[Rows from a dataset]
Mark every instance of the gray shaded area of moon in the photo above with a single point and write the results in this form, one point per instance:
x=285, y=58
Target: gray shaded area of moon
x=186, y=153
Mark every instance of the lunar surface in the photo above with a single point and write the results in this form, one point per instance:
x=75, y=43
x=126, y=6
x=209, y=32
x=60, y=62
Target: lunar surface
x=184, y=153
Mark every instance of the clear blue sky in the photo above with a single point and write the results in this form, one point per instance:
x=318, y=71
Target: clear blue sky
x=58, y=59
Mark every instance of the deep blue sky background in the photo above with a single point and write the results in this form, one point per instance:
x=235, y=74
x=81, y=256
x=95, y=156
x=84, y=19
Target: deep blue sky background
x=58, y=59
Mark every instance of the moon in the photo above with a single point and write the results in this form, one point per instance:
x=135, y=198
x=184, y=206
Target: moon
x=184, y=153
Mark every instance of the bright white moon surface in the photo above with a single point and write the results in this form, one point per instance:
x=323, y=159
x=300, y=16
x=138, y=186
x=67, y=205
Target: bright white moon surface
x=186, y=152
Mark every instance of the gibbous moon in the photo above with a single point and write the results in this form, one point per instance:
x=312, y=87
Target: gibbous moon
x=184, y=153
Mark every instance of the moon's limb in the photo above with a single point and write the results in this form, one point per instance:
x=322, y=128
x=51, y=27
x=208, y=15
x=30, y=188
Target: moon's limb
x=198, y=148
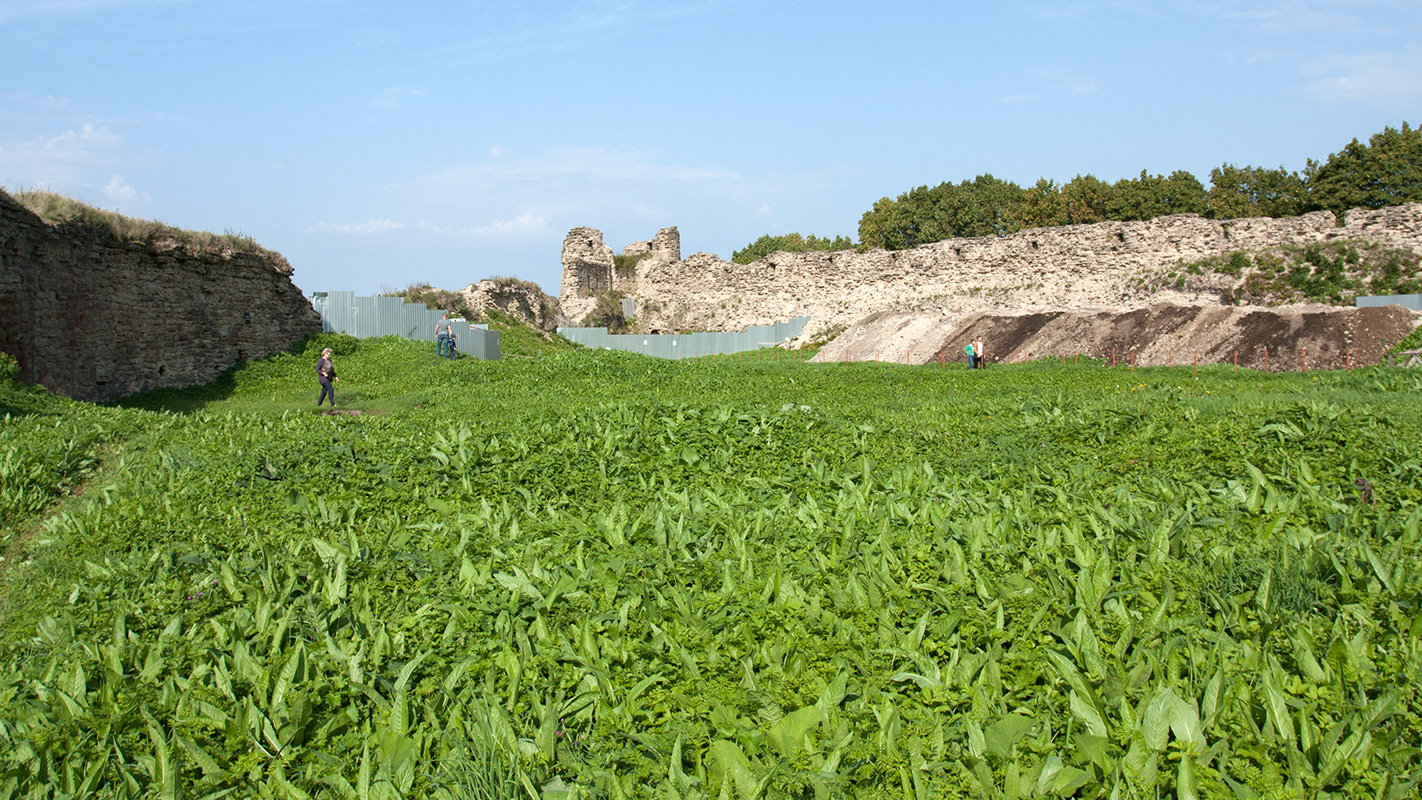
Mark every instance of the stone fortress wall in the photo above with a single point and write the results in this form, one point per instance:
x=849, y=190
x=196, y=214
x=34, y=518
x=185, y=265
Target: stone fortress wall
x=98, y=319
x=1084, y=267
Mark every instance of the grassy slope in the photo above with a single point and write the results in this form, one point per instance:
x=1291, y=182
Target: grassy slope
x=720, y=503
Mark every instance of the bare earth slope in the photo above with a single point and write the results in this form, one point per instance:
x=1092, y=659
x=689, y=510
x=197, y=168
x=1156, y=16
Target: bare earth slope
x=1323, y=337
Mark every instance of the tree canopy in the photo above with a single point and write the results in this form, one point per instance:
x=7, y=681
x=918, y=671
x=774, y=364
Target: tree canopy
x=1385, y=171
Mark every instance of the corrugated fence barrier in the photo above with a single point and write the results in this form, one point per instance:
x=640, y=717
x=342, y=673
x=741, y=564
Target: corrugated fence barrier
x=688, y=346
x=343, y=313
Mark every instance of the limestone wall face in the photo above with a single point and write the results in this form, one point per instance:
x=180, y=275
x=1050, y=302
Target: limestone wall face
x=521, y=299
x=98, y=319
x=1054, y=269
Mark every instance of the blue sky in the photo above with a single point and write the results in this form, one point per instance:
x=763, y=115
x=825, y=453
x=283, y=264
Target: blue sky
x=380, y=144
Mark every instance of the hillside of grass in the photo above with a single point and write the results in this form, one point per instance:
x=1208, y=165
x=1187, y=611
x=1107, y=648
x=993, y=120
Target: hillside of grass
x=596, y=574
x=59, y=211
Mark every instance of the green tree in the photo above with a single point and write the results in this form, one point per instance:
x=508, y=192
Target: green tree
x=1384, y=172
x=1253, y=191
x=789, y=243
x=1043, y=205
x=1087, y=198
x=983, y=206
x=1149, y=196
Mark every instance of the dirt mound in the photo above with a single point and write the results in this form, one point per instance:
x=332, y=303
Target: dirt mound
x=1279, y=338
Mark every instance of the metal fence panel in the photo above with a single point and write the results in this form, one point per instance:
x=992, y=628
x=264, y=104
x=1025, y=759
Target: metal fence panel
x=688, y=346
x=1405, y=300
x=366, y=317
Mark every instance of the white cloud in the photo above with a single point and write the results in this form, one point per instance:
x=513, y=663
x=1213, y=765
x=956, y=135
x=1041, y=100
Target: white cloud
x=1296, y=16
x=1057, y=81
x=522, y=225
x=562, y=166
x=391, y=98
x=60, y=161
x=1375, y=78
x=123, y=193
x=367, y=228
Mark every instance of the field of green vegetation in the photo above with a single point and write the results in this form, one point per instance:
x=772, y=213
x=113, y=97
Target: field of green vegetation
x=595, y=574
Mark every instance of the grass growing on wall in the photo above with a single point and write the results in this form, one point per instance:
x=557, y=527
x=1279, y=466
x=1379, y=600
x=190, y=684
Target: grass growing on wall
x=57, y=209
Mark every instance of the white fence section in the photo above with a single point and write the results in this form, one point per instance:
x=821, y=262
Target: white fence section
x=364, y=317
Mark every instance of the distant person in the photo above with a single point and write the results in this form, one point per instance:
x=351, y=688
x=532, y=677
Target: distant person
x=444, y=331
x=326, y=373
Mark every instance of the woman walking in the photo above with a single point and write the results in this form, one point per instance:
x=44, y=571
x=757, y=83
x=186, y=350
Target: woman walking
x=326, y=373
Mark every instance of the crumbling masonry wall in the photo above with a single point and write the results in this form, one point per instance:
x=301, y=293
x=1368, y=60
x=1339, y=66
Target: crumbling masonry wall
x=98, y=319
x=1111, y=266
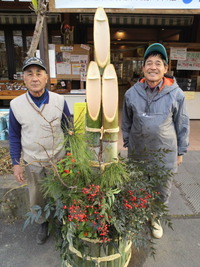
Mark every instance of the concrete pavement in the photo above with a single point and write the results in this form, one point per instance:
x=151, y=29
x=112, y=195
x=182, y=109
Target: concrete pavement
x=178, y=248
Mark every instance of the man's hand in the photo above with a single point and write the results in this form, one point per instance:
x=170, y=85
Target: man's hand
x=18, y=173
x=179, y=160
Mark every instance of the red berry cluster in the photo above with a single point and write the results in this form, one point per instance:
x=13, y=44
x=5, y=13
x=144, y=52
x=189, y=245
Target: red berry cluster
x=87, y=214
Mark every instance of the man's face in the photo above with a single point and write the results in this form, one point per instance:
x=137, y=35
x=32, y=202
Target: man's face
x=35, y=79
x=154, y=69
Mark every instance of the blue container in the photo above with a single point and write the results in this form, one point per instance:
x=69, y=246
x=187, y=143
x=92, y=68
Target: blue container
x=3, y=124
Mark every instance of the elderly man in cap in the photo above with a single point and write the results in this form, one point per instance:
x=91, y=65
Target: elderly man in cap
x=154, y=117
x=36, y=133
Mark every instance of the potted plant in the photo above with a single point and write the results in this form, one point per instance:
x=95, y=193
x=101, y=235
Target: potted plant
x=100, y=211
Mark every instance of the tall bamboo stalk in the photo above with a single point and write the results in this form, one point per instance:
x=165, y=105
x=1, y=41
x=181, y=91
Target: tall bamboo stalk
x=109, y=88
x=110, y=114
x=93, y=96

• Exercise requirements
Copy the material, starting with the line that contains "Mark every instance of the concrete" and going on through the line that contains "x=178, y=248", keeping every line. Multiply each coordinate listed after the "Target:" line by 2.55 and round it to a whole number, with halves rounded up, leaving all other numbers unchanged.

• Solution for this problem
Mark every instance of the concrete pavement in the photo above with a single point and write the results in this form, one point per instance:
x=151, y=29
x=112, y=195
x=182, y=109
Target: concrete pavement
x=454, y=632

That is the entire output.